◆ **Brano fornito**:
· · · ·

Mirò considerava l'emozione elemento indispensabile per dar vita ad un quadro. Essa poteva essere procurata da tutto, da un semplice filo, da una goccia d'acqua o da un cielo stellato. Così da qualcosa di insignificante, di inerte, nasceva un mondo a cui Mirò in seguito dava un titolo.
Per comprendere come l'artista, nel corso della sua vita, si sia avvicinato all'arte e come si sia accostato per mezzo di essa alla volta celeste, è necessario tenere in considerazione le sue origini e il suo percorso artistico.
Joan Mirò nacque a Barcellona, il 20 aprile 1893, da una famiglia medio borghese, in un periodo in cui la Spagna attraversava una grande transizione e instabilità. La classe medio borghese, di cui la sua famiglia faceva parte, cominciava a rendersi conto che la Spagna non era più una grande potenza e, insofferente alla corruzione del governo, richiedeva un rinnovamento a livello politico-culturale. Mirò crebbe in questa realtà, ma la sua sensibilità e la sua naturale propensione al visionario e al romantico mal si coniugava con il pragmatismo familiare. Sin da bambino il piccolo Joan amava guardare i colori mutevoli del cielo, osservava la campagna circostante e trascorreva molto tempo a disegnare in solitudine. Con il grande telescopio del padre, appassionato di astronomia, contemplava le stelle al calare delle luci del giorno mentre si appassionava sempre di più all'arte e al disegno.

· · · ·

◆ **Dati mostrati**:
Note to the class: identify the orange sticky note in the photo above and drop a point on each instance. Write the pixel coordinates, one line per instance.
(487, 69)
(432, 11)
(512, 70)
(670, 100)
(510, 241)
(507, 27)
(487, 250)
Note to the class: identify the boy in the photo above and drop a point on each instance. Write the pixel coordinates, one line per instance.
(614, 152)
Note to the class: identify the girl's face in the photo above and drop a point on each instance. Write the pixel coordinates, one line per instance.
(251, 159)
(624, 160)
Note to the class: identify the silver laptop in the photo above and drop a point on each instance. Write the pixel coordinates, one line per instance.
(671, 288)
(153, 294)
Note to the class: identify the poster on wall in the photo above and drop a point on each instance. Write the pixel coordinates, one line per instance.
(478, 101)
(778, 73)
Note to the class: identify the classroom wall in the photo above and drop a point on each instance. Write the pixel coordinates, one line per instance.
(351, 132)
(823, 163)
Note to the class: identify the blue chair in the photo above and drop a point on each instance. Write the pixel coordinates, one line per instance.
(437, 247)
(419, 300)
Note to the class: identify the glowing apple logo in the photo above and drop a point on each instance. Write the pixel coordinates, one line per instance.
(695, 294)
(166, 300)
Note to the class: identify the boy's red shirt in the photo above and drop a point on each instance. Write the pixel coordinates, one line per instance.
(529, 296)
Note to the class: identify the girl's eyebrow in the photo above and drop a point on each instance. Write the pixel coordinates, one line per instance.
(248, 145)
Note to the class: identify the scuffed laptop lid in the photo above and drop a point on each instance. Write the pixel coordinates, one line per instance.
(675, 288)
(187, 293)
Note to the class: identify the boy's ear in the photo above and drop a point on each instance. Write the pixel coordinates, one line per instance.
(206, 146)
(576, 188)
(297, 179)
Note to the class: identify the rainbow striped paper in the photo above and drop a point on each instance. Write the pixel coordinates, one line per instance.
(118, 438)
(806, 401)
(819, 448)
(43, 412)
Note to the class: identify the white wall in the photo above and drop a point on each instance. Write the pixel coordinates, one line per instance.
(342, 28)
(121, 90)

· · · ·

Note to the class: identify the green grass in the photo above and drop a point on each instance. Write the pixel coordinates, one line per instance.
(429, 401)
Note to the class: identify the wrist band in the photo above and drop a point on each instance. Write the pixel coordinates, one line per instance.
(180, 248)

· · · ·

◆ **Breve esercizio**:
Rispondi a queste domande sul brano dedicato a Mirò:
(a) Da quali cose, secondo il brano, poteva essere procurata l'emozione?
(b) In quale città e in quale data nacque Joan Mirò?
(c) Con quale strumento il piccolo Joan contemplava le stelle?

◆ **Soluzione svolta**:
(a) Da tutto: da un semplice filo, da una goccia d'acqua o da un cielo stellato.
(b) A Barcellona, il 20 aprile 1893.
(c) Con il grande telescopio del padre, appassionato di astronomia.